━━━━━ BRANO SCELTO

Se il caro-vita è sempre più pesante da sostenere per le nostre tasche, il caro-affitti ha oltrepassato ormai ogni limite, superando alla grande l'indice dell'inflazione. A lanciare l'allarme sulle locazioni alle stelle è il Sunia (il sindacato inquilini), che calcola un aumento medio pari al 17%. Secondo l'indagine condotta dal Sunia insieme con la Cgil in Italia gli affitti hanno raggiunto in media i 1.025,76 euro al mese.
Ma le punte toccate in alcune città sono ben più alte. Venezia ad esempio, con i suoi 1.503 euro, guadagna il primato dal caro-pigione italiano, ma anche Milano e Roma sono in cima alla classifica, con i loro affitti medi rispettivamente di 1.311 e di 1.257 euro al mese.
A fronte di un Centro-Nord dove i prezzi volano alle stelle, il Sud è decisamente più accessibile: il canone medio è infatti a Bari di soli 611,6 euro al mese, mentre a Palermo è compreso fra i 600 e i 700, così come a Torino e Genova. Sotto i mille euro anche la media di Napoli e Catania (rispettivamente 841,8 e 846,9 euro), mentre Firenze e Bologna viaggiano sui 1.199 e 1.168 euro.

━━━━━━━━━━

-- COMPITI DELL'ESERCIZIO --
a: Copia dal brano sul caro-affitti il tratto che va da "Ma le punte" a "1.257 euro al mese.".
b: Prosegui il brano sul caro-affitti partendo da dopo la sua ultima frase.

━━━━━ DATI ESTRATTI

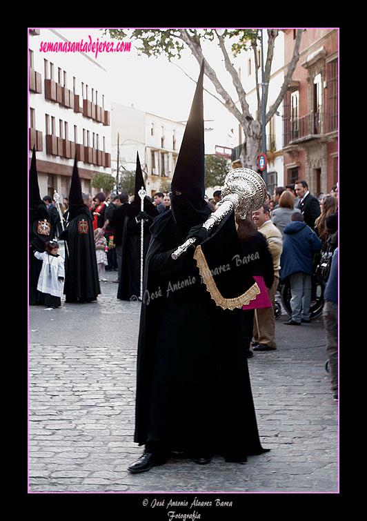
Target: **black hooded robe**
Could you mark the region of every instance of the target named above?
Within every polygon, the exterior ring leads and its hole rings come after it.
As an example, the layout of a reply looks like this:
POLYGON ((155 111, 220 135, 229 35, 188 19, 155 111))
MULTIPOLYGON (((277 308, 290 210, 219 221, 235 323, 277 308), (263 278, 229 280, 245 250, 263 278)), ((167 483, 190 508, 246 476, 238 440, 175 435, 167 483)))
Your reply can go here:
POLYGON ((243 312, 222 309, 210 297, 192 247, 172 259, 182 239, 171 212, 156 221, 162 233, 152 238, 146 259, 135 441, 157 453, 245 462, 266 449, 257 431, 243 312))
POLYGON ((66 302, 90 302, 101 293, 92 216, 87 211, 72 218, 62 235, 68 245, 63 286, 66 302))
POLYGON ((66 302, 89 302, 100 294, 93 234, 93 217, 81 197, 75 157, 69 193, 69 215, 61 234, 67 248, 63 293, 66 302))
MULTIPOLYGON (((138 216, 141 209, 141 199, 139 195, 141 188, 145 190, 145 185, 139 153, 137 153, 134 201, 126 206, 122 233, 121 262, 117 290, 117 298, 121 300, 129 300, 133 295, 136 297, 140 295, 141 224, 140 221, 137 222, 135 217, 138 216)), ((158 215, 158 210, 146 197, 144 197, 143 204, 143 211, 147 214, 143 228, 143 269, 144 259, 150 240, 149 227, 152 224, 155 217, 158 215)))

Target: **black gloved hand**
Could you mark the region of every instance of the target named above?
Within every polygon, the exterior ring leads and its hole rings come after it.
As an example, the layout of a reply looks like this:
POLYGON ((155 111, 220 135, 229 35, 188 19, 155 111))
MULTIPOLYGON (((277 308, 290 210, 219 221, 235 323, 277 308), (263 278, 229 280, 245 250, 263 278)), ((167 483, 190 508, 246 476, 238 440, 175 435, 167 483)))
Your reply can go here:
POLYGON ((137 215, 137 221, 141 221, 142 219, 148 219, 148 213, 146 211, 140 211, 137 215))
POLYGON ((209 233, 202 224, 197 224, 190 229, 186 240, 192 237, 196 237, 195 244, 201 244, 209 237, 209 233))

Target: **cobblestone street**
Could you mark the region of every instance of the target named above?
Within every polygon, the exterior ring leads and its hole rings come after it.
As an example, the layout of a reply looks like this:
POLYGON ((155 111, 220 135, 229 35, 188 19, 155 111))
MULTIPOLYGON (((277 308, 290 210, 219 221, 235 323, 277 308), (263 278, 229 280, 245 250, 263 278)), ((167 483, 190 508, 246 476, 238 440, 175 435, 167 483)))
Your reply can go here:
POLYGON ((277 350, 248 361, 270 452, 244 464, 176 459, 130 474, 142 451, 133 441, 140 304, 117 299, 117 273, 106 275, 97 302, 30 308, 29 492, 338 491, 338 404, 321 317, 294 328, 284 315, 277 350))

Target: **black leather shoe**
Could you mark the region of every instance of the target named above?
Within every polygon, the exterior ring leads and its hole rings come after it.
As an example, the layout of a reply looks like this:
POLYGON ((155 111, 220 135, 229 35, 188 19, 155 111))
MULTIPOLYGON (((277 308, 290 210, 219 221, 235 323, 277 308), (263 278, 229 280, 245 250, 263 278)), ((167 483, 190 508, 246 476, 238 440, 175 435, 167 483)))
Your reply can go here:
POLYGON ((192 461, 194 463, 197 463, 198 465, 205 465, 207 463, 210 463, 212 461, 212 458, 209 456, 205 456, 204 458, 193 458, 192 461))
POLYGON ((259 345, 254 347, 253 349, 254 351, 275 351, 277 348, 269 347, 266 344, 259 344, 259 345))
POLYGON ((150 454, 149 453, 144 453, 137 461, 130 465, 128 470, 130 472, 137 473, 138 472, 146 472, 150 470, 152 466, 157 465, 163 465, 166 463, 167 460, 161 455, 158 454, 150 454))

━━━━━━━━━━
━━━━━ DATI ESTRATTI

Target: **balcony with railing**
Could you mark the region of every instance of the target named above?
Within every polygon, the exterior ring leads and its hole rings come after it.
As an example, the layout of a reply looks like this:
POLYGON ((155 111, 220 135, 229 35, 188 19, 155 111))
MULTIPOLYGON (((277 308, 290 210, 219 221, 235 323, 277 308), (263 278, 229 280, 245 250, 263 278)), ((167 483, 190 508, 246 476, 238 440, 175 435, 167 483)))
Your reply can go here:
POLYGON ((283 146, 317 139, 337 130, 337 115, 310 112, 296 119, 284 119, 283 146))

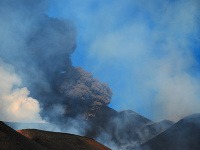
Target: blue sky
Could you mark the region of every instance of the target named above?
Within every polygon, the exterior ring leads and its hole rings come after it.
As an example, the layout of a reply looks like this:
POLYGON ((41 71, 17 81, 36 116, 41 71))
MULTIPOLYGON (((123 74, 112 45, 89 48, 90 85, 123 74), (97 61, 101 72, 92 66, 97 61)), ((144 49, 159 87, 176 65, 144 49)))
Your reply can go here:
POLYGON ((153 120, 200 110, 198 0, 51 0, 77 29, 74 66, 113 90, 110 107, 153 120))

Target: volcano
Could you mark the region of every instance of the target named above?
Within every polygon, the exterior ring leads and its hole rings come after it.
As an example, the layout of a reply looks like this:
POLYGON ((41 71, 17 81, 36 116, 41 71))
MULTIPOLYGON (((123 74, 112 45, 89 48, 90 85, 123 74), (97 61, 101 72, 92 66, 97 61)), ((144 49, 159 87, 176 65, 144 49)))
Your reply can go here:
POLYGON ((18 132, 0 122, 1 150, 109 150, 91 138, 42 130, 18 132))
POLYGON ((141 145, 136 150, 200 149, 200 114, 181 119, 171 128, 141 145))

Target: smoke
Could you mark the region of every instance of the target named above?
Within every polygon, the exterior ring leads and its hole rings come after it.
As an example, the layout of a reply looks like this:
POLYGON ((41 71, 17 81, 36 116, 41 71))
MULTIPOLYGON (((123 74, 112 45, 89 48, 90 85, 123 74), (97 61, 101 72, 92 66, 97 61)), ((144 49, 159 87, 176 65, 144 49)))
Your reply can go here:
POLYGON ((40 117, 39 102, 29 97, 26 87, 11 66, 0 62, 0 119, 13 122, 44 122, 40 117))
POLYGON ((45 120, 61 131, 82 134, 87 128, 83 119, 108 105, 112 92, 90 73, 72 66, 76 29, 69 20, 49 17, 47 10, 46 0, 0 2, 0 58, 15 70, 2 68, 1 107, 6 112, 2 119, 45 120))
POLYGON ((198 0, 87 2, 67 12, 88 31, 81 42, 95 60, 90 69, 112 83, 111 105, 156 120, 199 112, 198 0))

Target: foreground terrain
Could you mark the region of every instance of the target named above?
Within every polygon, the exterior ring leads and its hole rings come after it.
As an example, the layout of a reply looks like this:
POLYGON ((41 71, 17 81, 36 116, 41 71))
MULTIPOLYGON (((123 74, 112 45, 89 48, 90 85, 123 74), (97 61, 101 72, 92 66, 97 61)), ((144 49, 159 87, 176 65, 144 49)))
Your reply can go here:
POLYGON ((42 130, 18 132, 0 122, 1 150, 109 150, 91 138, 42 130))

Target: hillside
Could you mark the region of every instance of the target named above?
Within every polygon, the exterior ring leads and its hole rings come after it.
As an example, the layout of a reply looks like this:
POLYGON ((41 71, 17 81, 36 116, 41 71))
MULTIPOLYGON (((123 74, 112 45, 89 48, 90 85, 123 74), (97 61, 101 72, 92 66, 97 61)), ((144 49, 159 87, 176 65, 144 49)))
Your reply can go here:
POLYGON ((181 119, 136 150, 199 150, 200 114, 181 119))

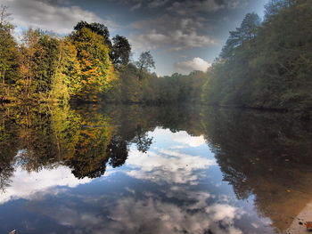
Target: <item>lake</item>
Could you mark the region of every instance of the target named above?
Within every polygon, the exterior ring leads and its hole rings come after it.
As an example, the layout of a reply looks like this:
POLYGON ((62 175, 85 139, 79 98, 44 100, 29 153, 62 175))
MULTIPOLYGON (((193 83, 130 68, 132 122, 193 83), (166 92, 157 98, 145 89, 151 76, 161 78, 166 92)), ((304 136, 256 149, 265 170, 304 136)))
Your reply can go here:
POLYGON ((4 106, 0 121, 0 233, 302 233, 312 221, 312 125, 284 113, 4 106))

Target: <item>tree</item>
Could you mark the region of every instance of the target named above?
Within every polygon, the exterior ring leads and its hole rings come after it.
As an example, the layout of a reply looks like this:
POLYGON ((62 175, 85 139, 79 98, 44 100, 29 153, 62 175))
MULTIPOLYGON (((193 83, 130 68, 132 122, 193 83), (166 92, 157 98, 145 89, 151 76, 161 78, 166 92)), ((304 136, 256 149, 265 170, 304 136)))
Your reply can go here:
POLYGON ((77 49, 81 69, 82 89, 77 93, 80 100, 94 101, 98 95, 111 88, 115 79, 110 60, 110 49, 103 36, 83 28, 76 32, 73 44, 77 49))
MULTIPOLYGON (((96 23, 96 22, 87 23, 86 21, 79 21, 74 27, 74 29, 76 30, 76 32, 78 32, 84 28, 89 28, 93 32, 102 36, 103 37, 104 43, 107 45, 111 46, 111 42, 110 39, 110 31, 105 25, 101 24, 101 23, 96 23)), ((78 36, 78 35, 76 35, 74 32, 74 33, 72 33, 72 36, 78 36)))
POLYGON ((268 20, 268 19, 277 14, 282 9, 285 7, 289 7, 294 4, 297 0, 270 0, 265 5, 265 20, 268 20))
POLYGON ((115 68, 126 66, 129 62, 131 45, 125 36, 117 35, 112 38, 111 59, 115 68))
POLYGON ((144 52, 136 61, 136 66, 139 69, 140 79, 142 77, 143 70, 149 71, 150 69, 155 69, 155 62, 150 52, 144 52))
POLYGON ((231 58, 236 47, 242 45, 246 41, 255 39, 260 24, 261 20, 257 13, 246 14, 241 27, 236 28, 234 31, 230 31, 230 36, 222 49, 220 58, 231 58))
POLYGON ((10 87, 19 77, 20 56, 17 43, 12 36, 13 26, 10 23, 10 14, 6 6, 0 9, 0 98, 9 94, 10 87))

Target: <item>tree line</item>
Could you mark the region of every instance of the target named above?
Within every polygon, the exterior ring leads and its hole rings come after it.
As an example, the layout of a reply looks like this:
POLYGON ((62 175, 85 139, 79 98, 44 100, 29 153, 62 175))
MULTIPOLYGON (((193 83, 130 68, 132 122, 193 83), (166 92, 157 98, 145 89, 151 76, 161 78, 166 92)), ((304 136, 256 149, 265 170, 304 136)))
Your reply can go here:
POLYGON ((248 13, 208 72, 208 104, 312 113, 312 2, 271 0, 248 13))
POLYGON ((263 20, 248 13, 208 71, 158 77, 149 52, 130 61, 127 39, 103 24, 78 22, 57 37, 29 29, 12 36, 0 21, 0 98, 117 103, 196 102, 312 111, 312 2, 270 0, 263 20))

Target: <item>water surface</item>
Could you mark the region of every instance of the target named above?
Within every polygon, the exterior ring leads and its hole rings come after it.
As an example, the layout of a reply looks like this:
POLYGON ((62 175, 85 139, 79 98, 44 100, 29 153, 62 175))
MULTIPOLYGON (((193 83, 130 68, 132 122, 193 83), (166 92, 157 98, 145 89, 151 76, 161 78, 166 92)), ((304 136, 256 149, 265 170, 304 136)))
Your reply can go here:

━━━━━━━━━━

-- RISPOSTE AI COMPITI --
a:
Ma le punte toccate in alcune città sono ben più alte. Venezia ad esempio, con i suoi 1.503 euro, guadagna il primato dal caro-pigione italiano, ma anche Milano e Roma sono in cima alla classifica, con i loro affitti medi rispettivamente di 1.311 e di 1.257 euro al mese.

b:
Ma anche all'interno delle stesse città le differenze sono notevoli, a seconda della zona presa in considerazione. Il centro storico è ovviamente il più caro per affittare una casa: in media per un appartamento in una zona centrale si richiedono 1.342,14 euro, a fronte dei 936,82 per un'area intermedia e dei 798,10 della periferia. Ma il gap è a volte molto ampio e in alcuni casi supera i mille euro. A Roma, ad esempio, l'affitto di una casa in centro costa circa 2.100 euro al mese a fronte degli 868,54 richiesti in periferia. Analogo il discorso a Venezia (2.311,28 per il centro e 892,39 per la periferia), mentre a Milano questo divario è un po' meno accentuato, visto che anche per una casa in periferia sono necessari oltre mille euro al mese.
Tutto poi dipende dal tipo di abitazione. Per un monolocale il canone è in media 683 euro contro i circa 580 del 2002, per un bilocale 936. Sopra i mille euro le abitazioni più grandi: si parte, in media, dai 1.072 euro per tre stanze fino ad arrivare a 1.574 euro per cinque stanze, passando per i 1.328 di un quadrilocale. Ovviamente, anche in questo caso, molto dipende dalla città in cui si abita: a Roma i monolocali costano quasi di più dei tagli grandi, mentre a Milano si verifica una situazione opposta.
Al caro-affitti va infine sommato il dilagante fenomeno dei canoni in nero, che rappresentano il 50%. "Questo è l'unico dato che si è mantenuto costante nel tempo: era il 50% prima della liberalizzazione ed è il 50% ora", afferma il segretario del Sunia, Luigi Pallotta.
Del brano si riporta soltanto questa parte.